■ Exercise task ■
Transcribe the data that follows precisely, omitting nothing.

***

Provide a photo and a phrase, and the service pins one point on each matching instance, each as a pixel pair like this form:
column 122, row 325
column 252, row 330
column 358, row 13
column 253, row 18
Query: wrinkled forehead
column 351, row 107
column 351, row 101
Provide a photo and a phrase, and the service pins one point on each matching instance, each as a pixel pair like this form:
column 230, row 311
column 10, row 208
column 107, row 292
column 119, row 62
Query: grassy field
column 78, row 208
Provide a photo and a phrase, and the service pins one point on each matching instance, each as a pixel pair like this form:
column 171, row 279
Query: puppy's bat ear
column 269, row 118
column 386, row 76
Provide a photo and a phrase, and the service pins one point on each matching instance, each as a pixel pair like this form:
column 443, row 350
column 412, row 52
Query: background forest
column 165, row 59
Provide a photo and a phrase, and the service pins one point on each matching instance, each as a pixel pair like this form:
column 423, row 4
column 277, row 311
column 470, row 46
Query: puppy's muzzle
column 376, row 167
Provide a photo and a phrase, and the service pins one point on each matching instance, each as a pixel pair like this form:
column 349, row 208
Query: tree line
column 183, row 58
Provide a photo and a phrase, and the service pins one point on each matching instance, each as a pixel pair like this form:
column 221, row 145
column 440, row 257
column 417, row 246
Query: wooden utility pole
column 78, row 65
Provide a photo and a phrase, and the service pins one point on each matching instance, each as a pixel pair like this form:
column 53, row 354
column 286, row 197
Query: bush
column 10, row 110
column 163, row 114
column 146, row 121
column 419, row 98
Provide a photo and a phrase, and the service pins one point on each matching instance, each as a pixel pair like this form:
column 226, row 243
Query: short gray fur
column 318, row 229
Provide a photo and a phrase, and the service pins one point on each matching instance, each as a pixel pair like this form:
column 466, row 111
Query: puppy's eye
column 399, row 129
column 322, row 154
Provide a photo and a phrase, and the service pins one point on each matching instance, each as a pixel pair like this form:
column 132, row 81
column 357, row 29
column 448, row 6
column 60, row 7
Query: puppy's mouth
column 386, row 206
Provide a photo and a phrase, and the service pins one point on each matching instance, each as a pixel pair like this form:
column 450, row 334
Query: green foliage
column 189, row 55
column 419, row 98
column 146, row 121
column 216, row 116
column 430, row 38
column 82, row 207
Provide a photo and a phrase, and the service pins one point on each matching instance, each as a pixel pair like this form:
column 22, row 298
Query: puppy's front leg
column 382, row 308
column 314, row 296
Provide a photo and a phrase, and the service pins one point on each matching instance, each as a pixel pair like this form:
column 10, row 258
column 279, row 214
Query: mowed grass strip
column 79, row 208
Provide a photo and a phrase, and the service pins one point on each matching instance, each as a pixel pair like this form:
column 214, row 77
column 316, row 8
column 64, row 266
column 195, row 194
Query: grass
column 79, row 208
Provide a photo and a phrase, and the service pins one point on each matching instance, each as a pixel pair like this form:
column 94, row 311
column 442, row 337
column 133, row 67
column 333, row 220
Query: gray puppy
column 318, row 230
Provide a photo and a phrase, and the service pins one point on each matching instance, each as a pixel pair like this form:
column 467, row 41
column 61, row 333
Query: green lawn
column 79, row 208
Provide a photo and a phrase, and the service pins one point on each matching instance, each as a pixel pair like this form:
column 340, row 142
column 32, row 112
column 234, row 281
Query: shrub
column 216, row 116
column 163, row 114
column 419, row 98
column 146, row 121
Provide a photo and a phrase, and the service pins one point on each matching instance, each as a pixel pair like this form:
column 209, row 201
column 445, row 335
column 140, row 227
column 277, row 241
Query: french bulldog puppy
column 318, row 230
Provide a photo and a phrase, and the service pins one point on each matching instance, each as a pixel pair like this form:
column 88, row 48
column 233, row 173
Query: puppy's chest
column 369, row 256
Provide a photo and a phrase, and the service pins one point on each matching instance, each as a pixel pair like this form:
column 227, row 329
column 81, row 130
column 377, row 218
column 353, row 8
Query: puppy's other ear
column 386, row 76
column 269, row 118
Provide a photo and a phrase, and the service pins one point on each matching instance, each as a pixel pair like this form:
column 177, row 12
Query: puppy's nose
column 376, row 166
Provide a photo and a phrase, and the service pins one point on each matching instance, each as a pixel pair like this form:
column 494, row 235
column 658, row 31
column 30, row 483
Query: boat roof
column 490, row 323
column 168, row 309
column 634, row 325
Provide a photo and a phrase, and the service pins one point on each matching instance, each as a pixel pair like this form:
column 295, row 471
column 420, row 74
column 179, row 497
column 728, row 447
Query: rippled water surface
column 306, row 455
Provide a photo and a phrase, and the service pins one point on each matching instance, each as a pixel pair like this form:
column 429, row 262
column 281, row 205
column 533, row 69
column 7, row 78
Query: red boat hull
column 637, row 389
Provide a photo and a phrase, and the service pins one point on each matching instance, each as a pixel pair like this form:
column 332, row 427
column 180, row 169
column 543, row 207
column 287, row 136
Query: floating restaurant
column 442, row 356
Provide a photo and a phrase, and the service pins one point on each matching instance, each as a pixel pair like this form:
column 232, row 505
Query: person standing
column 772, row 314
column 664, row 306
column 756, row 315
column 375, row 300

***

■ Task solution ■
Provide a photo and a phrase, and the service pins one point on each matching instance, each as a pixel pair like this form:
column 122, row 325
column 252, row 330
column 358, row 13
column 253, row 18
Query: wrinkled forehead
column 351, row 107
column 351, row 101
Provide a photo and a phrase, and the service pins one point on each matching instance, each as a pixel pair like this form:
column 230, row 311
column 10, row 208
column 107, row 292
column 119, row 62
Query: grassy field
column 78, row 208
Provide a photo and a phrase, and the service pins one point on each matching instance, each as a pixel pair like this form:
column 171, row 279
Query: puppy's bat ear
column 269, row 118
column 386, row 76
Provide a photo and a phrase, and the service pins one point on each matching instance, each as a pixel pair like this form:
column 443, row 350
column 412, row 52
Query: background forest
column 165, row 59
Provide a photo and a phrase, and the service pins one point on each matching instance, each as a pixel pair like this form:
column 423, row 4
column 277, row 311
column 470, row 46
Query: puppy's muzzle
column 376, row 167
Provide a photo and a phrase, and the service pins one point on each matching instance, each as a pixel pair like this form:
column 349, row 208
Query: tree line
column 183, row 58
Provide a photo and a phrase, and the service pins one point on each matching instance, each as a pixel pair like this form:
column 221, row 145
column 440, row 257
column 417, row 246
Query: wooden utility pole
column 78, row 65
Provide a photo and a phrase, and the service pins one point on each matching instance, each as a pixel pair like this form:
column 53, row 354
column 286, row 197
Query: bush
column 10, row 110
column 163, row 114
column 146, row 121
column 419, row 98
Provide a photo and a phrase, and the service pins one point on each matching instance, each as a pixel pair like this form:
column 226, row 243
Query: short gray fur
column 318, row 229
Provide a photo and a phrase, and the service pins one point on each matching instance, each as a pixel pair like this form:
column 466, row 111
Query: puppy's eye
column 399, row 129
column 322, row 154
Provide a photo and a phrase, and the service pins one point on each matching instance, each as a pixel pair like this form:
column 132, row 81
column 357, row 29
column 448, row 6
column 60, row 7
Query: puppy's mouth
column 386, row 206
Provide a photo and a phrase, and the service pins one point on each matching instance, each as a pixel pair like this form:
column 450, row 334
Query: green foliage
column 189, row 55
column 419, row 98
column 146, row 121
column 216, row 116
column 430, row 38
column 82, row 207
Provide a photo and a phrase, and the service pins one point on each matching instance, each as a pixel pair like this form:
column 22, row 298
Query: puppy's front leg
column 382, row 308
column 314, row 296
Provide a photo and a phrase, and the service pins one point on each matching instance, each as a pixel pair like this form:
column 10, row 258
column 279, row 214
Query: mowed grass strip
column 79, row 208
Provide a photo and a phrase, and the service pins one point on each matching instance, each as a pixel pair like this form:
column 214, row 77
column 316, row 8
column 64, row 266
column 195, row 194
Query: grass
column 79, row 208
Provide a photo and a phrase, and the service pins one point on each matching instance, each as a pixel pair like this form:
column 94, row 311
column 442, row 337
column 133, row 67
column 333, row 220
Query: gray puppy
column 318, row 230
Provide a photo and a phrase, and the service pins one point on each matching instance, each as a pixel pair like this form:
column 467, row 41
column 61, row 333
Query: green lawn
column 79, row 208
Provide a photo and a phrase, and the service pins one point on each matching instance, each as a pixel pair like this form:
column 340, row 142
column 32, row 112
column 234, row 281
Query: shrub
column 216, row 116
column 163, row 114
column 419, row 98
column 146, row 121
Provide a photo and a phrase, and the service pins one point on each matching instance, each as a pixel pair like this form:
column 209, row 201
column 445, row 335
column 140, row 227
column 277, row 241
Query: french bulldog puppy
column 318, row 230
Provide a photo and a phrase, and the service pins one point on each matching instance, each as a pixel pair like this form:
column 88, row 48
column 233, row 173
Query: puppy's chest
column 369, row 256
Provide a photo and a phrase, and the service pins one point on each matching instance, each as a pixel pair like this form:
column 227, row 329
column 81, row 130
column 377, row 218
column 353, row 8
Query: puppy's other ear
column 386, row 76
column 269, row 118
Provide a photo and a phrase, and the service pins one point on each matching instance, each as a pixel pair like this form:
column 177, row 12
Query: puppy's nose
column 376, row 166
Provide a photo and a phrase, and the service pins one point on each matching instance, each as a pixel pair like this form:
column 494, row 235
column 658, row 31
column 30, row 483
Query: boat roof
column 490, row 323
column 168, row 309
column 634, row 325
Provide a photo and a phrase, and the service pins one point on each matching instance, each as a pixel pair like this form:
column 295, row 471
column 420, row 74
column 179, row 497
column 728, row 447
Query: rippled water surface
column 306, row 455
Provide a photo and a phrase, and the service pins one point on each matching instance, each as a pixel pair like this form:
column 429, row 262
column 281, row 205
column 533, row 69
column 7, row 78
Query: red boat hull
column 637, row 389
Provide a photo and a phrase, and the service pins one point on each matching instance, each as a pixel pair like this form:
column 332, row 427
column 180, row 169
column 543, row 207
column 287, row 136
Query: floating restaurant
column 442, row 356
Provide a photo and a phrase, and the service pins one point on each matching instance, each as a pixel pair like this form:
column 232, row 505
Query: person standing
column 772, row 314
column 664, row 306
column 756, row 315
column 375, row 300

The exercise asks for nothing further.